• WHAT IS BEING ASKED
Copy each of the following items word for word.

### EXCERPTED DATA ###

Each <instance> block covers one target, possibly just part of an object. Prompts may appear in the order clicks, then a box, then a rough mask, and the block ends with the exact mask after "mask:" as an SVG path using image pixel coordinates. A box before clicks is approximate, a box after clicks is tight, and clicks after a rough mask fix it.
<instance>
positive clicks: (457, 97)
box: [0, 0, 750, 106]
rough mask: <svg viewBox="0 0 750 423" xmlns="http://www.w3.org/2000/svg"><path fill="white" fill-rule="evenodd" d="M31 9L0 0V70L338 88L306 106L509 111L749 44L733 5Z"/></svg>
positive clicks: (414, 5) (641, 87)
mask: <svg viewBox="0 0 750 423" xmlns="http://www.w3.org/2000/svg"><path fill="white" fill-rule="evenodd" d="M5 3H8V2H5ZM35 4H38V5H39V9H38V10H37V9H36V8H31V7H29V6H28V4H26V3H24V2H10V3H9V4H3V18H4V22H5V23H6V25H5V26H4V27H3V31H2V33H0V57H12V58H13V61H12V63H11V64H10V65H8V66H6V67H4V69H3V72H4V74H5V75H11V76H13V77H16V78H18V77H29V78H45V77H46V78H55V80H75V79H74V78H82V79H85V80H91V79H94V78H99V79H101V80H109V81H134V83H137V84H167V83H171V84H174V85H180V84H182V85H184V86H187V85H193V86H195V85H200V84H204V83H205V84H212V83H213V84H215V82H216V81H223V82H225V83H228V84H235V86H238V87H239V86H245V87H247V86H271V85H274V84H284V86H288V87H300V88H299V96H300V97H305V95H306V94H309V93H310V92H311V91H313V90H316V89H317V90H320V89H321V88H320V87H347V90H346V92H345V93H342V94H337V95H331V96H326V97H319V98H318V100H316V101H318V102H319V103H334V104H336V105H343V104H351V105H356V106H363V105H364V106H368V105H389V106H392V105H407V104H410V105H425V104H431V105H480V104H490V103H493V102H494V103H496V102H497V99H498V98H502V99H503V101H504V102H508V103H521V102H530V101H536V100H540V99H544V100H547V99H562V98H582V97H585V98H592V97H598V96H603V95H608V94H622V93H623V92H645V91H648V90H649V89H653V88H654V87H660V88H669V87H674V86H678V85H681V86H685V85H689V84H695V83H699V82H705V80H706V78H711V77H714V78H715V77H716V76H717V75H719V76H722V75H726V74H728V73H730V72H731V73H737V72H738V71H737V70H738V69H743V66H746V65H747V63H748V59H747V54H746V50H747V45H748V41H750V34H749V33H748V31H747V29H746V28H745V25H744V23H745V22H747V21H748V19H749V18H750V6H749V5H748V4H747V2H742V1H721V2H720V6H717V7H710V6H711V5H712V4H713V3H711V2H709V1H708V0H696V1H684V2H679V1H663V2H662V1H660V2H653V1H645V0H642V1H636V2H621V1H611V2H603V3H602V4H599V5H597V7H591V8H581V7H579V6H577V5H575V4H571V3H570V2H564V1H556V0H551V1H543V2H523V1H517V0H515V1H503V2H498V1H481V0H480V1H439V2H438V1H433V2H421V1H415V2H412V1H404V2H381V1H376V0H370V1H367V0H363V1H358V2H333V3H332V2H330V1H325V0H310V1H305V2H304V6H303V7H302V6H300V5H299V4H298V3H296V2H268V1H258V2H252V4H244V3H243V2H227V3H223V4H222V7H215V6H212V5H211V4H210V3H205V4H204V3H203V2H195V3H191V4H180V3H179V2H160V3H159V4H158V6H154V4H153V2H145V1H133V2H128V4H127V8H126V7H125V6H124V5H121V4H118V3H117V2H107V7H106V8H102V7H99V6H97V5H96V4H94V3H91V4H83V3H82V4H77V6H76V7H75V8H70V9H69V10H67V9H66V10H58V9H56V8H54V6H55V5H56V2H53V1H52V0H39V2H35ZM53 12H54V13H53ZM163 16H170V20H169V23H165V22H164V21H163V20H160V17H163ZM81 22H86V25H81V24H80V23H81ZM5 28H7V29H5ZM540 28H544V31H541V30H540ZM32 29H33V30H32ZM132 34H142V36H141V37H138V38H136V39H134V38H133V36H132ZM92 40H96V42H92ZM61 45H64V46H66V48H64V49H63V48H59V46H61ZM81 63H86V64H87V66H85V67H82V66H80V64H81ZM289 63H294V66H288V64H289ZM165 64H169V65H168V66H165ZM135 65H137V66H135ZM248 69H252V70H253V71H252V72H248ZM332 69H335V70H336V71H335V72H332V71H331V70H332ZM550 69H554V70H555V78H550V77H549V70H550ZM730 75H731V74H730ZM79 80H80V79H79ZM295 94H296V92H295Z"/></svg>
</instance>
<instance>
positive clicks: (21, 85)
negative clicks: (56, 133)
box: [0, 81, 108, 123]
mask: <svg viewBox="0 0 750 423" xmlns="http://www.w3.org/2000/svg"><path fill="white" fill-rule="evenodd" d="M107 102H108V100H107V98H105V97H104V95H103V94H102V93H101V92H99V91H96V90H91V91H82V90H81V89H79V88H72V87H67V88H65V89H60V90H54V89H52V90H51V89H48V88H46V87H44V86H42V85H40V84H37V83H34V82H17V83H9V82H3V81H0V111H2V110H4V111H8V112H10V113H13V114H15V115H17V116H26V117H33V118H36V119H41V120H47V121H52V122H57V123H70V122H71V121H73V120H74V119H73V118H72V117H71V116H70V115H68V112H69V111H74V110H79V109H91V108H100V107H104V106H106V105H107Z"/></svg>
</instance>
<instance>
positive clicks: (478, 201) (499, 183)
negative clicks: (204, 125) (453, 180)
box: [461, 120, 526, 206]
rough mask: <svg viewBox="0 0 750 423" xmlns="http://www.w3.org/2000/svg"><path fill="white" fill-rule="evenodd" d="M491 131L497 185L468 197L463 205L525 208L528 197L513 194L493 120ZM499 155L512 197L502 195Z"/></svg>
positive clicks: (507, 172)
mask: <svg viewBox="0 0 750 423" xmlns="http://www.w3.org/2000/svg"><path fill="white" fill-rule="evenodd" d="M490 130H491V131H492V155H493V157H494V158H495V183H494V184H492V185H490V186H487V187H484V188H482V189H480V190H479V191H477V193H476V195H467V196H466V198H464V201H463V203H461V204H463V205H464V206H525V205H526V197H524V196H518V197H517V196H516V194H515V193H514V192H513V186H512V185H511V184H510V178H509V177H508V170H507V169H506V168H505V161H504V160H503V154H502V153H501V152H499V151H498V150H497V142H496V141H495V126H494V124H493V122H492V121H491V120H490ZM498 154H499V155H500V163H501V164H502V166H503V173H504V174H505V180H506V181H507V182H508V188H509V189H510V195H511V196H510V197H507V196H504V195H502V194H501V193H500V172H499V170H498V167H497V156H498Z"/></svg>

###

• ANSWER
Each <instance> block covers one target, possibly just part of an object. Prompts may appear in the order clicks, then a box, then a rough mask, and the block ends with the exact mask after "mask:" as an SVG path using image pixel coordinates. A box before clicks is approximate, a box after clicks is tight, and clicks after a rough mask fix it.
<instance>
positive clicks: (457, 97)
box: [0, 0, 750, 106]
rough mask: <svg viewBox="0 0 750 423" xmlns="http://www.w3.org/2000/svg"><path fill="white" fill-rule="evenodd" d="M31 9L0 0V70L338 88L306 106L509 111L749 44L733 5Z"/></svg>
positive clicks: (414, 5) (641, 87)
mask: <svg viewBox="0 0 750 423" xmlns="http://www.w3.org/2000/svg"><path fill="white" fill-rule="evenodd" d="M5 3H8V2H5ZM35 4H38V5H39V9H38V10H37V9H36V8H31V7H29V6H28V4H26V3H24V2H10V3H9V4H3V18H4V22H5V23H6V25H5V26H4V27H3V31H2V33H0V57H12V58H13V61H12V63H11V64H10V65H8V66H6V67H4V69H3V72H4V74H5V75H11V76H13V77H16V78H18V77H29V78H45V77H46V78H55V80H75V79H74V78H82V79H85V80H91V79H94V78H99V79H101V80H109V81H134V83H137V84H167V83H171V84H174V85H180V84H182V85H184V86H187V85H193V86H195V85H200V84H204V83H205V84H212V83H213V84H215V82H216V81H223V82H225V83H228V84H235V86H238V87H239V86H245V87H247V86H271V85H274V84H284V86H288V87H300V88H299V96H300V97H305V95H306V94H309V93H310V92H311V91H313V90H316V89H317V90H320V89H321V88H320V87H347V90H346V92H345V93H342V94H337V95H331V96H326V97H319V98H318V100H316V101H318V102H319V103H334V104H336V105H343V104H351V105H356V106H363V105H364V106H368V105H389V106H392V105H407V104H410V105H425V104H431V105H480V104H490V103H493V102H494V103H496V102H497V99H498V98H502V99H503V101H504V102H508V103H521V102H530V101H536V100H540V99H544V100H547V99H562V98H582V97H585V98H592V97H598V96H603V95H608V94H622V93H623V92H645V91H648V90H649V89H653V88H654V87H660V88H669V87H674V86H678V85H681V86H685V85H689V84H695V83H699V82H705V80H706V78H711V77H714V78H715V77H716V76H717V75H719V76H722V75H726V74H728V73H730V72H731V73H737V72H738V71H737V70H738V69H743V66H746V65H747V63H748V59H747V54H746V50H747V45H748V41H750V34H749V33H748V31H747V29H746V28H745V25H744V23H745V22H747V21H748V19H749V18H750V6H749V5H748V4H747V2H742V1H721V2H720V6H717V7H710V6H711V5H712V4H713V3H711V2H709V1H708V0H696V1H684V2H679V1H663V2H662V1H660V2H653V1H645V0H642V1H636V2H621V1H611V2H603V3H602V4H599V5H597V7H591V8H581V7H579V6H577V5H575V4H571V3H570V2H564V1H556V0H551V1H543V2H523V1H517V0H515V1H503V2H498V1H481V0H480V1H439V2H438V1H433V2H421V1H415V2H412V1H404V2H381V1H376V0H370V1H367V0H363V1H358V2H333V3H332V2H330V1H325V0H310V1H305V2H304V6H303V7H302V6H300V5H299V4H298V3H296V2H268V1H258V2H252V4H244V3H243V2H227V3H223V4H222V7H215V6H212V5H211V4H210V3H205V4H204V3H203V2H195V3H191V4H180V3H179V2H160V3H159V4H158V6H154V4H153V2H145V1H133V2H128V4H127V8H126V7H125V6H124V5H121V4H118V3H117V2H107V7H106V8H102V7H99V6H97V5H96V4H94V3H91V4H83V3H82V4H77V6H76V7H75V8H70V9H69V10H67V9H66V10H58V9H56V8H54V6H55V5H56V2H53V1H52V0H39V2H35ZM53 12H54V13H53ZM163 16H170V20H169V23H165V22H164V21H163V20H160V17H163ZM81 22H86V25H81V24H80V23H81ZM5 28H7V29H5ZM540 28H544V31H541V30H540ZM32 29H33V30H32ZM132 34H142V36H141V37H138V38H136V39H134V38H133V36H132ZM92 40H96V42H92ZM61 45H64V46H66V48H64V49H63V48H59V46H61ZM81 63H86V64H87V66H85V67H82V66H80V64H81ZM289 63H294V66H288V64H289ZM165 64H169V65H168V66H165ZM135 65H137V66H135ZM248 69H252V70H253V71H252V72H248ZM332 69H335V70H336V71H335V72H332V71H331V70H332ZM550 69H554V70H555V78H550V77H549V70H550ZM730 75H731V74H730ZM79 80H80V79H79ZM295 94H296V92H295Z"/></svg>
</instance>
<instance>
positive clicks: (21, 85)
negative clicks: (56, 133)
box: [0, 81, 108, 123]
mask: <svg viewBox="0 0 750 423" xmlns="http://www.w3.org/2000/svg"><path fill="white" fill-rule="evenodd" d="M107 102H108V100H107V98H105V97H104V95H103V94H102V93H101V92H99V91H96V90H91V91H82V90H81V89H79V88H72V87H67V88H65V89H60V90H54V89H52V90H51V89H48V88H46V87H44V86H42V85H40V84H37V83H34V82H17V83H9V82H3V81H0V111H2V110H4V111H8V112H10V113H13V114H15V115H17V116H26V117H33V118H36V119H41V120H47V121H52V122H57V123H70V122H71V121H73V120H74V119H73V118H72V117H71V116H70V115H68V112H69V111H74V110H79V109H91V108H100V107H104V106H106V105H107Z"/></svg>
</instance>
<instance>
positive clicks: (478, 201) (499, 183)
negative clicks: (204, 125) (453, 180)
box: [461, 120, 526, 206]
rough mask: <svg viewBox="0 0 750 423" xmlns="http://www.w3.org/2000/svg"><path fill="white" fill-rule="evenodd" d="M491 131L497 185L468 197L463 205L525 208L528 197L513 194L493 120ZM499 155L512 197L502 195Z"/></svg>
positive clicks: (507, 172)
mask: <svg viewBox="0 0 750 423" xmlns="http://www.w3.org/2000/svg"><path fill="white" fill-rule="evenodd" d="M490 130H491V131H492V155H493V157H494V158H495V183H494V184H492V185H490V186H487V187H484V188H482V189H480V190H479V191H477V193H476V195H467V196H466V198H464V201H463V203H461V204H463V205H464V206H525V205H526V197H524V196H518V197H517V196H516V194H515V193H514V192H513V186H512V185H511V184H510V178H509V177H508V170H507V169H506V168H505V161H504V160H503V154H502V153H501V152H499V151H498V150H497V142H496V141H495V126H494V124H493V122H492V121H491V120H490ZM498 154H499V155H500V163H501V164H502V166H503V173H504V174H505V180H506V181H507V182H508V188H509V189H510V195H511V196H510V197H507V196H504V195H502V194H501V193H500V172H499V170H498V167H497V156H498Z"/></svg>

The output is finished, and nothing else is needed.